◆ AUSZUG ◆
━━━━━━━━━━
Der Bür­ger­meister von Palermo, Leo­luca Orlando, sitzt hinter seinem präch­tigen Schreib­tisch in seinem pom­pösen Rat­haus auf der Piazza Pre­toria in Palermo. Er ist inter­na­tional bekannt, weil er Palermo in über zwei Jahr­zehnten im Amt von der Haupt­stadt der Mafia zur sichersten Stadt Ita­liens machte, die Palermo heute laut Kri­mi­nal­sta­tistik ist. Er wird gerade außerdem viel gelobt, weil seine Stadt bei Tou­risten immer beliebter wird und weil er Geflüch­tete mit offenen Armen emp­fängt. Und viel­leicht wird man eines Tages auch noch über Orlando sagen, dass er den Fuß­ball­verein von Palermo ret­tete. Er sagt, dass er vor dieser Saison in den letzten Jahren nur ein ein­ziges Mal im Sta­dion gewesen sei und das auch nur, weil ein Erz­bi­schof ihn dazu ein­ge­laden hatte und er nicht ablehnen konnte. Ein Fan ist er trotzdem, des­halb hat er sich der Sache ange­nommen, als es dem berühm­testen Fuß­ball­klub Sizi­liens vor kurzem sehr schlecht ging. Diesen Sommer war die Lei­den­schaft leer und die Tifosi waren müde“, sagt der Bür­ger­meister, der wegen seiner großen Augen­ringe selbst immer ein wenig müde aus­sieht. Also musste ich ent­scheiden.“

Und weil er das tat, vibriert an diesem Sonntag im Stadio Renzo Bar­bera, das so zau­ber­haft schmud­delig wie die Stadt selbst ist, die Luft vor Vor­freude. Palermo hat die ersten fünf Spiele der Saison gewonnen und führt die Tabelle an. Die Fans singen auf die Melodie des ita­lie­ni­schen Som­mer­hits Ostia Lido“ einen abge­wan­delten Text. Er geht in etwa so: Wen küm­mert es schon, dass du jetzt pleite bist. Wir bleiben zusammen, wir sind noch hier, das steht fest.“ Dann hüpfen alle, Kinder und Erwach­sene mit rosa Schals, manche lachen dabei, viel­leicht weil das Schlimmste doch über­standen sein sollte. Oder ange­sichts der Tat­sache, dass sie sport­lich gesehen den tiefsten Punkt in der Geschichte des Fuß­ball­ver­eins von Palermo erreicht haben und sich auch nicht mehr anders zu helfen wissen. Hinter ihnen die Berge, das Meer nicht weit, das Spiel beginnt, und wäre alles nicht so schreck­lich schwarz gewesen in den ver­gan­genen Monaten, wäre das hier ein schöner, zart­rosa Moment.
━━━━━━━━━━
◆ VORLIEGENDE ANGABEN ◆
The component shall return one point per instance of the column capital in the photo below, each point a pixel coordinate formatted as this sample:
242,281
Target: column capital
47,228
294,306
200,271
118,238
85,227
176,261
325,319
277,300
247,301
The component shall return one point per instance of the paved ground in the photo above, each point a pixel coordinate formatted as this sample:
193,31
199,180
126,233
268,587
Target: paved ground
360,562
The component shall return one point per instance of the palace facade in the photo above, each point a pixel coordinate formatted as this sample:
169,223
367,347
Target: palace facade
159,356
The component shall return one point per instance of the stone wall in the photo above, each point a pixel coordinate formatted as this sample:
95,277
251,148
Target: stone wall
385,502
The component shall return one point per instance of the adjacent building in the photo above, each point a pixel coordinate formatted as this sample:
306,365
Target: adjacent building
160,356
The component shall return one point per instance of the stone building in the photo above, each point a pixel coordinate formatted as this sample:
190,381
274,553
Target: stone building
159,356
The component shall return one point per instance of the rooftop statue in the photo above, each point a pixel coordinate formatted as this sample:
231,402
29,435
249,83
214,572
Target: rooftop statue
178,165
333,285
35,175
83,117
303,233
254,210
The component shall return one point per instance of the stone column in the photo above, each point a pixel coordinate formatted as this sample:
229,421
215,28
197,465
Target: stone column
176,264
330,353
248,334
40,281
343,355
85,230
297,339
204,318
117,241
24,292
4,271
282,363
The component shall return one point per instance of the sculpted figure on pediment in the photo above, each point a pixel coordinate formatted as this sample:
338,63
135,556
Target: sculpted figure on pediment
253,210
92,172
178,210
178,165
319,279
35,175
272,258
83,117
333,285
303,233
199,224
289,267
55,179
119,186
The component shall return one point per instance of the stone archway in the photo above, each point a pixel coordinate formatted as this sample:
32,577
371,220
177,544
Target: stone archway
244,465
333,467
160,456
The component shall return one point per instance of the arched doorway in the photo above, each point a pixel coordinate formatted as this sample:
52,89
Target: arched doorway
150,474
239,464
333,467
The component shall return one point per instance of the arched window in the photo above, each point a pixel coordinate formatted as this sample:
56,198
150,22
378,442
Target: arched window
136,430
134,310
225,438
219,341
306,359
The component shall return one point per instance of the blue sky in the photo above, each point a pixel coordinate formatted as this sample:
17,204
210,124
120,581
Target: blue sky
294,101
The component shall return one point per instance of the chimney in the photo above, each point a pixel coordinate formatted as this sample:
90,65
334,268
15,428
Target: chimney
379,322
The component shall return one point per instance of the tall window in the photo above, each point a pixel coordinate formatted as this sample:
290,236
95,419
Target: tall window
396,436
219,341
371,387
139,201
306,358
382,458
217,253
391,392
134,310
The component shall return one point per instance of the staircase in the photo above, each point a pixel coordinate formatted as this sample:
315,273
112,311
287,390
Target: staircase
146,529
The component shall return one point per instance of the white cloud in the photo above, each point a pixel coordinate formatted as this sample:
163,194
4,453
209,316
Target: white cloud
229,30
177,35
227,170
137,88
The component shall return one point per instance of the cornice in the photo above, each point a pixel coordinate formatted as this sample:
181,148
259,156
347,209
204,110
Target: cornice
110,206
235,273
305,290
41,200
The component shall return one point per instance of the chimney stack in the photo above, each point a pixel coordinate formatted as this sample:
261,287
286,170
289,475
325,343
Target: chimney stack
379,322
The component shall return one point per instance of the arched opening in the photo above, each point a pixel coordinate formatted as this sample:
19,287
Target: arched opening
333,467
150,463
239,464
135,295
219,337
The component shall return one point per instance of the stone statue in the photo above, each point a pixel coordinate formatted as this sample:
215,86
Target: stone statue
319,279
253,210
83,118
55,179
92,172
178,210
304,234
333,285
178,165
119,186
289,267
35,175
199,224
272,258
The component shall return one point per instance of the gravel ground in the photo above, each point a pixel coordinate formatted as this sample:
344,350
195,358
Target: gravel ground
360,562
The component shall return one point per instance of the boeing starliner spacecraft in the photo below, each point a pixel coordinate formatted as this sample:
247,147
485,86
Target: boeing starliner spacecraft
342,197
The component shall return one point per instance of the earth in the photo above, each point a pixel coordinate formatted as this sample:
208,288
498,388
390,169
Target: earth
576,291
━━━━━━━━━━
◆ AUFGABE 1 ◆
Wie viele Spiele der Saison hat Palermo laut dem Auszug zu Beginn gewonnen?
◆ AUFGABE 2 ◆
Fass den Absatz aus dem Auszug, der mit „Und weil er das tat“ beginnt, als kurze Stichpunktliste zusammen und behalte dabei die wichtigsten Fakten.
◆ AUFGABE 3 ◆
Übersetze diesen Satz aus dem Auszug ins Englische: „Er ist international bekannt, weil er Palermo in über zwei Jahrzehnten im Amt von der Hauptstadt der Mafia zur sichersten Stadt Italiens machte, die Palermo heute laut Kriminalstatistik ist.“

◆ VOLLSTÄNDIGE ANTWORT 1 ◆
Palermo hat die ersten fünf Spiele der Saison gewonnen.

◆ VOLLSTÄNDIGE ANTWORT 2 ◆
- An diesem Sonntag liegt im Stadio Renzo Barbera Vorfreude in der Luft.
- Das Stadion ist so schmuddelig wie die Stadt selbst.
- Palermo hat die ersten fünf Spiele der Saison gewonnen und führt die Tabelle an.
- Die Fans singen zur Melodie des Sommerhits „Ostia Lido“ einen eigenen Text: Auch wenn der Verein pleite ist, halten sie zusammen.
- Kinder und Erwachsene mit rosa Schals hüpfen, manche lachen dabei.
- Vielleicht lachen sie, weil das Schlimmste überstanden sein sollte, vielleicht aber auch, weil der Verein sportlich seinen tiefsten Punkt erreicht hat.
- Hinter den Fans liegen die Berge, das Meer ist nicht weit, und das Spiel beginnt.
- Ohne die schwarzen vergangenen Monate wäre es ein schöner, zartrosa Moment.

◆ VOLLSTÄNDIGE ANTWORT 3 ◆
He is internationally known because, in more than two decades in office, he turned Palermo from the capital of the Mafia into the safest city in Italy, which Palermo is today according to crime statistics.